### EXERCISE DESCRIPTION
Everything in the listing beneath must be transcribed exactly.

= = = = =

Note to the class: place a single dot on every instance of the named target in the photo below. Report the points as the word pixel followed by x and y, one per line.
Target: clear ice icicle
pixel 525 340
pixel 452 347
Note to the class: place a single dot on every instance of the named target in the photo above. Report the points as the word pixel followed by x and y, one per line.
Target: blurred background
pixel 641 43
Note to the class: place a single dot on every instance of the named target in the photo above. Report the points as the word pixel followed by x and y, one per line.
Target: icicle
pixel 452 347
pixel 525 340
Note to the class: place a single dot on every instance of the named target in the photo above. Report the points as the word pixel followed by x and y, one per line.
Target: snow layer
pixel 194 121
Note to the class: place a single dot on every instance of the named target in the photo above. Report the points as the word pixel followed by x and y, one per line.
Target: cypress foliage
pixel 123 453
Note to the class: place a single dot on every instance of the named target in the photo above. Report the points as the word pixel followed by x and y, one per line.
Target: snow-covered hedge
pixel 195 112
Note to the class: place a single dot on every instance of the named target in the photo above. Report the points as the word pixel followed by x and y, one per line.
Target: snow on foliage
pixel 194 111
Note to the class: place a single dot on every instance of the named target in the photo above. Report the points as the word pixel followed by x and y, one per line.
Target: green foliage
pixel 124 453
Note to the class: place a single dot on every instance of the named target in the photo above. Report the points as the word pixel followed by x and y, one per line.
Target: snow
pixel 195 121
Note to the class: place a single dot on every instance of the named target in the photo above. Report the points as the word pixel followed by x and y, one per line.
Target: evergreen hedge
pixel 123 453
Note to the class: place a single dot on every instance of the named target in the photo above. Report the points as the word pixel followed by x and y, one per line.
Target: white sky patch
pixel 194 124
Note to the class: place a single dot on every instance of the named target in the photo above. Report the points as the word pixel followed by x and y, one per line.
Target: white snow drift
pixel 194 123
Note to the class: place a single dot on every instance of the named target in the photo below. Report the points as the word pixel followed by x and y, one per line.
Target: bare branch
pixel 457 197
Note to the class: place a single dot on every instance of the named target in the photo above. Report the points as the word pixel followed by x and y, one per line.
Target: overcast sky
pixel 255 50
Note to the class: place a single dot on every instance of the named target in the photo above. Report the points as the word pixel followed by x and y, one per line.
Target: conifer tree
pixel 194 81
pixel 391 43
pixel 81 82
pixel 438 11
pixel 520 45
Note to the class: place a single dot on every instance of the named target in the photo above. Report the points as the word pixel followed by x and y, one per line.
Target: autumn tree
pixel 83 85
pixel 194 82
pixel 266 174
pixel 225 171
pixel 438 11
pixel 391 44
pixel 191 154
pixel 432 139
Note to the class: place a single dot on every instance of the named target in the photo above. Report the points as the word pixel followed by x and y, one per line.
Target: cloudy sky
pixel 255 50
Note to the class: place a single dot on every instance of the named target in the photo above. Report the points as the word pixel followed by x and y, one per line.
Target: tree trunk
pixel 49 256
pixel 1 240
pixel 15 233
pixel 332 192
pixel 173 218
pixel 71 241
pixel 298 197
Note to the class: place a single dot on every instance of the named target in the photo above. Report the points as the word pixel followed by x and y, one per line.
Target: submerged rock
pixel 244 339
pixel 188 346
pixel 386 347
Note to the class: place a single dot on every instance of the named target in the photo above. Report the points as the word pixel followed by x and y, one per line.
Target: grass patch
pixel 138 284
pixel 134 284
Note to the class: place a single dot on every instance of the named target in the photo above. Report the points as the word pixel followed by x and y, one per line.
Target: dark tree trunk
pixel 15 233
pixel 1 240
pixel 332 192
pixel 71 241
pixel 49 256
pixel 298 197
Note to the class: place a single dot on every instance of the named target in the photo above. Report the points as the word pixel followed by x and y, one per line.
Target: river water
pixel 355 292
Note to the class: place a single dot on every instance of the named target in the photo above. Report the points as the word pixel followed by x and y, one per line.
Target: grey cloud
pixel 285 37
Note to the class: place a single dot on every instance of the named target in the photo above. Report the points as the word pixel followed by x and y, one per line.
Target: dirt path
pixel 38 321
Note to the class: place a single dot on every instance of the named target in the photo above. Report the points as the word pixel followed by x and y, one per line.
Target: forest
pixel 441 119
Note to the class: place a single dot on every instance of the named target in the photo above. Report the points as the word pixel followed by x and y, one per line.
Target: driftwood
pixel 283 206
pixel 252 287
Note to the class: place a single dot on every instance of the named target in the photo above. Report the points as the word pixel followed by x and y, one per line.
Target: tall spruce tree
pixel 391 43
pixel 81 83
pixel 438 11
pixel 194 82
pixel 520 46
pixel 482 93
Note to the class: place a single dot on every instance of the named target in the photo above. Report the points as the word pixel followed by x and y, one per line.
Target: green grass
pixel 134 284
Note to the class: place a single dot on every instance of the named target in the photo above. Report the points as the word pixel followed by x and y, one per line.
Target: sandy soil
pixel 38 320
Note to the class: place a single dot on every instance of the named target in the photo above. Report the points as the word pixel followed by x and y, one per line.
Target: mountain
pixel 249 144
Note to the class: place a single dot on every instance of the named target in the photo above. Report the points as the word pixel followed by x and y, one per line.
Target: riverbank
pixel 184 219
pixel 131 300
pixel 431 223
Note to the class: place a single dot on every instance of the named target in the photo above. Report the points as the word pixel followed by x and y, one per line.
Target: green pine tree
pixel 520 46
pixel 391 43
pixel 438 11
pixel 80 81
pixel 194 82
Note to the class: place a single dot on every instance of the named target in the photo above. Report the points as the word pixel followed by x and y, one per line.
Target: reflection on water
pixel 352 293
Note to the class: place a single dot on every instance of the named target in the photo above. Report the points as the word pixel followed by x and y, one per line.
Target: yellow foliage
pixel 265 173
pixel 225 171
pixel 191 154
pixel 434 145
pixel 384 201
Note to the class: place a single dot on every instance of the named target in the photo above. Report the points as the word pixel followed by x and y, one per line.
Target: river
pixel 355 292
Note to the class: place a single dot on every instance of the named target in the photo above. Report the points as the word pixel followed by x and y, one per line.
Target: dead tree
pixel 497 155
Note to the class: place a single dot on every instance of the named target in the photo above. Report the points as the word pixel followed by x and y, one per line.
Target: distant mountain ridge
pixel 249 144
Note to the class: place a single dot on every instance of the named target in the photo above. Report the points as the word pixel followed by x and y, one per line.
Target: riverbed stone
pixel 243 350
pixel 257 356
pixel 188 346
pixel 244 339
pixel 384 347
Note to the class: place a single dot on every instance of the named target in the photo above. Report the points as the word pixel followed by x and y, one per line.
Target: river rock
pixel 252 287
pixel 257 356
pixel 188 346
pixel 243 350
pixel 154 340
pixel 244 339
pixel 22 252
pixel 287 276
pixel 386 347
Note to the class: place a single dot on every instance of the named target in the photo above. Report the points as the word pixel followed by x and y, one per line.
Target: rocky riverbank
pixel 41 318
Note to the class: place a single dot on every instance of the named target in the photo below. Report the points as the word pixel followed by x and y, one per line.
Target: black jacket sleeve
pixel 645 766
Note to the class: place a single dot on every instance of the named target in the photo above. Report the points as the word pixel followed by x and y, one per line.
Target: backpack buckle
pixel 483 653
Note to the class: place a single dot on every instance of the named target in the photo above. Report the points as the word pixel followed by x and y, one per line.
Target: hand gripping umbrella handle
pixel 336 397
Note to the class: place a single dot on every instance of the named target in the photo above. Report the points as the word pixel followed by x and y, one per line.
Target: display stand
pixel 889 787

= = = = =

### YOUR SOLUTION
Note to the class: place a single dot on every instance of the named target in the photo below. Report the points as the word pixel followed by x and y, one per line.
Target: clear ice icicle
pixel 525 340
pixel 452 347
Note to the class: place a single dot on every instance of the named target in the photo above. Report the points as the word pixel followed by x and y, one per line.
Target: blurred background
pixel 641 43
Note to the class: place a single dot on every instance of the named target in the photo above. Report the points as the word pixel followed by x and y, one per line.
Target: icicle
pixel 452 347
pixel 525 340
Note to the class: place a single dot on every instance of the named target in the photo above. Report the points as the word pixel followed by x and y, one per line.
Target: snow layer
pixel 194 121
Note to the class: place a single dot on every instance of the named target in the photo above. Report the points as the word pixel followed by x and y, one per line.
Target: cypress foliage
pixel 123 453
Note to the class: place a single dot on every instance of the named target in the photo above. Report the points as the word pixel followed by x and y, one per line.
Target: snow-covered hedge
pixel 195 112
Note to the class: place a single dot on every instance of the named target in the photo above. Report the points as the word pixel followed by x and y, one per line.
Target: snow on foliage
pixel 194 111
Note to the class: place a single dot on every instance of the named target in the photo above. Report the points as the word pixel followed by x and y, one per line.
Target: green foliage
pixel 124 453
Note to the class: place a single dot on every instance of the named target in the photo above. Report the points as the word pixel followed by x and y, one per line.
Target: snow
pixel 195 121
Note to the class: place a single dot on every instance of the named target in the photo above. Report the points as the word pixel followed by x and y, one per line.
Target: evergreen hedge
pixel 123 453
Note to the class: place a single dot on every instance of the named target in the photo above. Report the points as the word pixel followed by x and y, one per line.
Target: white sky patch
pixel 194 124
Note to the class: place a single dot on every instance of the named target in the photo above. Report the points as the word pixel followed by x and y, one per line.
Target: white snow drift
pixel 194 123
Note to the class: place a single dot on every instance of the named target in the photo below. Report the points as the word pixel followed by x and y, one per line.
Target: bare branch
pixel 457 197
Note to the class: place a single dot on every instance of the named target in the photo above. Report the points as the word pixel followed by x and y, one per line.
Target: overcast sky
pixel 255 50
Note to the class: place a single dot on every instance of the named target in the photo above. Report the points as the word pixel followed by x and y, one per line.
Target: conifer tree
pixel 194 81
pixel 391 43
pixel 81 82
pixel 438 11
pixel 520 45
Note to the class: place a single dot on every instance of the named target in the photo above. Report the points as the word pixel followed by x and y, one per line.
Target: autumn tree
pixel 83 85
pixel 194 82
pixel 266 174
pixel 225 171
pixel 438 11
pixel 391 44
pixel 191 154
pixel 432 139
Note to the class: place a single dot on every instance of the named target in the photo above. Report the points as the word pixel followed by x and y, one per line.
Target: cloudy sky
pixel 255 50
Note to the class: place a single dot on every instance of the named target in the photo above. Report the points as the word pixel followed by x and y, one per line.
Target: tree trunk
pixel 49 256
pixel 1 240
pixel 15 233
pixel 332 192
pixel 173 218
pixel 71 241
pixel 298 197
Note to the class: place a single dot on every instance of the named target in the photo above. Report the points as the word pixel followed by x and y, one per line.
Target: submerged rock
pixel 244 339
pixel 188 346
pixel 386 347
Note to the class: place a single dot on every instance of the named target in the photo above. Report the points as the word pixel followed by x and y, one per line.
Target: grass patch
pixel 138 284
pixel 134 284
Note to the class: place a single dot on every instance of the named target in the photo above. Report the points as the word pixel followed by x and y, one per line.
Target: dark tree trunk
pixel 15 233
pixel 1 240
pixel 332 192
pixel 71 241
pixel 49 256
pixel 298 197
Note to the class: place a single dot on every instance of the named target in the photo above. Report the points as the word pixel followed by x and y, one per line.
Target: river water
pixel 355 292
Note to the class: place a single dot on every instance of the named target in the photo above. Report the points as the word pixel followed by x and y, one per line.
Target: grey cloud
pixel 285 37
Note to the class: place a single dot on every instance of the named target in the photo above. Report the points as the word pixel followed by x and y, one per line.
Target: dirt path
pixel 38 321
Note to the class: place a single dot on every instance of the named target in the photo above. Report the points as the word pixel followed by x and y, one per line.
Target: forest
pixel 441 119
Note to the class: place a single dot on every instance of the named target in the photo above. Report the points as the word pixel followed by x and y, one per line.
Target: driftwood
pixel 283 206
pixel 252 287
Note to the class: place a single dot on every instance of the named target in the photo above. Report the points as the word pixel followed by x and y, one per line.
Target: tall spruce tree
pixel 391 43
pixel 81 83
pixel 438 11
pixel 194 82
pixel 520 46
pixel 482 93
Note to the class: place a single dot on every instance of the named target in the photo above. Report the points as the word pixel followed by x and y, one per line.
Target: green grass
pixel 134 284
Note to the class: place a single dot on every instance of the named target in the photo above. Report the points as the word pixel followed by x and y, one per line.
Target: sandy soil
pixel 38 320
Note to the class: place a single dot on every instance of the named target in the photo above. Report the points as the word pixel followed by x and y, one per line.
Target: mountain
pixel 249 144
Note to the class: place a single dot on every instance of the named target in the photo above. Report the points as the word pixel followed by x and y, one per line.
Target: riverbank
pixel 184 219
pixel 131 300
pixel 431 223
Note to the class: place a single dot on every instance of the named target in the photo above. Report the points as the word pixel followed by x and y, one per line.
Target: green pine tree
pixel 520 46
pixel 391 43
pixel 438 11
pixel 80 81
pixel 194 82
Note to the class: place a single dot on every instance of the named target in the photo above. Report the points as the word pixel followed by x and y, one per line.
Target: reflection on water
pixel 352 293
Note to the class: place a single dot on every instance of the named target in the photo above. Report the points as the word pixel followed by x and y, one per line.
Target: yellow foliage
pixel 265 173
pixel 225 171
pixel 191 154
pixel 434 145
pixel 384 201
Note to the class: place a single dot on every instance of the named target in the photo above. Report the points as the word pixel followed by x and y, one per line.
Target: river
pixel 355 292
Note to the class: place a single dot on every instance of the named target in the photo above. Report the points as the word pixel followed by x and y, one per line.
Target: dead tree
pixel 497 155
Note to the class: place a single dot on every instance of the named target in the photo above. Report the points as the word pixel followed by x and y, one per line.
Target: distant mountain ridge
pixel 249 144
Note to the class: place a single dot on every instance of the named target in the photo above. Report the points as the word pixel followed by x and y, one per line.
Target: riverbed stone
pixel 243 350
pixel 257 356
pixel 188 346
pixel 244 339
pixel 384 347
Note to the class: place a single dot on every instance of the named target in the photo above. Report the points as the word pixel followed by x and y, one per line.
Target: river rock
pixel 252 287
pixel 257 356
pixel 188 346
pixel 243 350
pixel 154 340
pixel 244 339
pixel 22 252
pixel 287 276
pixel 386 347
Note to the class: place a single dot on every instance of the named target in the photo above. Report the points as the word pixel followed by x and y, one per line.
Target: rocky riverbank
pixel 41 318
Note to the class: place a single dot on every instance of the named target in the photo below. Report the points as the word pixel followed by x and y, one per line.
Target: black jacket sleeve
pixel 645 766
Note to the class: place a single dot on every instance of the named target in the photo above. Report the points as the word pixel followed by x and y, one per line.
Target: backpack buckle
pixel 483 653
Note to the class: place a single dot on every instance of the named target in the photo above. Report the points as the word pixel followed by x and y, one per line.
Target: hand gripping umbrella handle
pixel 336 397
Note to the class: place a single dot on every instance of the named target in the photo above. Report the points as the word pixel followed by x and y, one per line.
Target: display stand
pixel 889 787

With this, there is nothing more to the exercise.